▶ SHORT PROBLEM
Reproduce the listing below verbatim, line for line, with no character changed.
╔══
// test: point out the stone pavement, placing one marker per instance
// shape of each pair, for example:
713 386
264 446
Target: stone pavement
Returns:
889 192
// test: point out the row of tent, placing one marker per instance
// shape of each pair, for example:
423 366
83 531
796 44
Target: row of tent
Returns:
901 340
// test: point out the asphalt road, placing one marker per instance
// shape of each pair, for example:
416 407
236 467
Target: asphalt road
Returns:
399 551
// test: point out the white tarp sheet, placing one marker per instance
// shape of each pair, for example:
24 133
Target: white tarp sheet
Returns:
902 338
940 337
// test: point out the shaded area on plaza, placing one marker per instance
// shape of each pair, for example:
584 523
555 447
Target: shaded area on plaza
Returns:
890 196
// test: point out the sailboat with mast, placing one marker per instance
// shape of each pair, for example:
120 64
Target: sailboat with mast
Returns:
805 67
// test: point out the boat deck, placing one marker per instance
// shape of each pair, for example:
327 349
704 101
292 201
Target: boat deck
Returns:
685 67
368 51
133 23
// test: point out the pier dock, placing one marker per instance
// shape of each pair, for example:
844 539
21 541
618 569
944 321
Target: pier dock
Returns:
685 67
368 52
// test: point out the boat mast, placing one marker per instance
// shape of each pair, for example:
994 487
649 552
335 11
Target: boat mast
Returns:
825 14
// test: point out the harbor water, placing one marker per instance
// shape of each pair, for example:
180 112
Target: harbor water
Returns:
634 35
╚══
▶ OUTPUT FOR THIS EXERCISE
// test: point out the stone pavement, placing one marker per instance
// shape of each pair, for example:
713 386
264 446
Target: stone pavement
Returns:
889 192
// test: point out the row of tent, placing one marker per instance
// shape of each pair, for example:
423 366
83 531
796 44
Target: row of tent
Returns:
901 340
// test: point out the asphalt road, placing one marker per instance
// shape of each pair, for example:
416 407
236 467
Target: asphalt road
Returns:
399 551
// test: point out the white tarp sheet, placing one marker per instance
// shape of each pair, for example:
24 133
Target: white tarp sheet
Returns:
902 338
940 337
// test: point out the shaded area on plaza, placing one marker per instance
// shape of each pair, for example:
584 523
555 447
Target: shaded area on plaza
Returns:
890 196
// test: point out the sailboat with mast, placing one marker per instance
// shape of each pair, for example:
120 64
Target: sailboat with mast
Returns:
805 67
// test: point out the boat deck, placing one marker per instance
// shape of each pair, for example:
327 349
704 101
292 201
Target: boat deck
Returns:
685 67
368 51
133 23
// test: point out the pier dock, placing one marker per instance
// shape of each pair, for example:
844 539
21 541
618 569
944 321
Target: pier dock
Returns:
685 67
368 52
// test: point out the boat mast, placing one marker per instance
// shape of each pair, for example:
994 487
649 552
335 11
Target: boat mast
Returns:
825 14
// test: point out the harbor water, placing one marker per instance
// shape of each pair, for example:
180 112
Target: harbor water
Returns:
634 35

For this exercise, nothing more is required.